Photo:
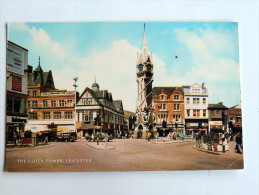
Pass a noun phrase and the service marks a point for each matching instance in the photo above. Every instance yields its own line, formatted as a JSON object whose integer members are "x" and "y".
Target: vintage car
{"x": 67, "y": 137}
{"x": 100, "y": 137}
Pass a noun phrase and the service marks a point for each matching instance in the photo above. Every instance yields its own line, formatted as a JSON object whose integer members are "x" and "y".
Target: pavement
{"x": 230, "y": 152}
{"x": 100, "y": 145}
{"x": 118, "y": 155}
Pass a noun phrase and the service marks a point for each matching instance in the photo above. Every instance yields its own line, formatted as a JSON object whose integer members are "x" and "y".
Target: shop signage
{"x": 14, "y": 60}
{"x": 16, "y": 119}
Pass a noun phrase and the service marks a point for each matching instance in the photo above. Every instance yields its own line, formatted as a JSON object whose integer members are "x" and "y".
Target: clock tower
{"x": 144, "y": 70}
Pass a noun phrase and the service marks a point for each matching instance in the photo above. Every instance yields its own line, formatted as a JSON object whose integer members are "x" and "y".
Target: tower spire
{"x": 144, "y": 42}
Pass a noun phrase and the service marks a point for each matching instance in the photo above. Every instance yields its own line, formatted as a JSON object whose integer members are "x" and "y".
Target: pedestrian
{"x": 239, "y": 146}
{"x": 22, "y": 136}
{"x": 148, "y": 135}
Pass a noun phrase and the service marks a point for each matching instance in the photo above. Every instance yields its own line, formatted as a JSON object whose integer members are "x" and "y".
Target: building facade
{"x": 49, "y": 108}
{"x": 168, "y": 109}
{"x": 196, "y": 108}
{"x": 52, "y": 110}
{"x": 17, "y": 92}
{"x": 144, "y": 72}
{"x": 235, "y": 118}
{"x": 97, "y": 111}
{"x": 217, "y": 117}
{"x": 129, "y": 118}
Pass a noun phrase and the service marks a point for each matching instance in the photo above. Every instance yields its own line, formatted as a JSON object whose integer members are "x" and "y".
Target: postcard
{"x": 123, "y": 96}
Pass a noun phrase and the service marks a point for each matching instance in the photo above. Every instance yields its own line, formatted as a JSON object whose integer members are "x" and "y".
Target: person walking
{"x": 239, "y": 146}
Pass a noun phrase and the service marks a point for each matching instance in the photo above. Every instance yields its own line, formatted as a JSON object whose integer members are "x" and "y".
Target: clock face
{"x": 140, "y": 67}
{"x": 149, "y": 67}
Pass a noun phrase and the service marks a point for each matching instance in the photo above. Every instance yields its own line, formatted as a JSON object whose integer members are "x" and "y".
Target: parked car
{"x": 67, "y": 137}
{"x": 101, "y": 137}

________________________

> **Work required**
Copy every record above exactly as written, but leave out the pictures.

> **Task result**
Photo:
Pass a noun phrase and the service marks a point for each matching instance in the photo above. Every instance yields its own line, formatted as a JSON object whose integer members are "x" and "y".
Target: vintage car
{"x": 67, "y": 137}
{"x": 100, "y": 137}
Pass a noun phrase and the service marks a point for each matching instance in the photo above. Every instance yields its own line, formatted as a JSON object whose integer members are "x" and "y".
Target: pavement
{"x": 230, "y": 152}
{"x": 100, "y": 145}
{"x": 118, "y": 155}
Pass a noun phrase and the service marks a point for each matching instance in the photo above. Every instance yields its own line, formatted as a JSON object whose integer members are "x" and "y".
Target: shop signage
{"x": 14, "y": 60}
{"x": 16, "y": 119}
Pass a noun phrase and the service marks a point for each matching instance in the photo above. Every instance yields its own line, formatted as a JSON object whose integer members are "x" and "y".
Target: clock tower
{"x": 144, "y": 70}
Pass a noun phrase and the service marks a point for each matching instance in the photo above. Every instance yields its own line, formatted as a JSON object whose integer members are "x" and "y".
Target: tower spire
{"x": 144, "y": 42}
Pass a noun phrase and the service marks a point for each matching instance in the photo above. Every instance yields its own line, formatted as a JSON object whose integer members are "x" and "y".
Target: pedestrian
{"x": 239, "y": 146}
{"x": 22, "y": 136}
{"x": 148, "y": 135}
Pass a noun phrase and the service marks a point for each matching instance in the photo above. Every instance yields its own line, formatted as a JSON object whose integer members are "x" and "y".
Target: building facade
{"x": 49, "y": 108}
{"x": 168, "y": 109}
{"x": 196, "y": 108}
{"x": 52, "y": 110}
{"x": 17, "y": 92}
{"x": 144, "y": 72}
{"x": 235, "y": 118}
{"x": 97, "y": 111}
{"x": 217, "y": 117}
{"x": 129, "y": 118}
Pass a noun phrase and the service marks a point for each matching instance in the photo above. Every instance yields its own line, formatted as a JSON object whose integer members are "x" and "y".
Target: postcard
{"x": 123, "y": 96}
Pass a noun phrase and the service marks a point for each matching instance in the photo above. Every instance yields its own line, formatted as a JSON object whose integer members are "x" and "y".
Target: person walking
{"x": 239, "y": 146}
Pass a noun phrase and the service marks a point for each matching instance in the photo above. Every instance yields its own line, formatted as a JSON object whose integer members are "x" and "y".
Target: clock face
{"x": 140, "y": 67}
{"x": 149, "y": 67}
Pass a noun phrase and the service marks a point for each matching instance in the photo above. Every instance yields its own line, formatted as a JSON object whose integer members are "x" and "y".
Target: parked car
{"x": 67, "y": 137}
{"x": 101, "y": 137}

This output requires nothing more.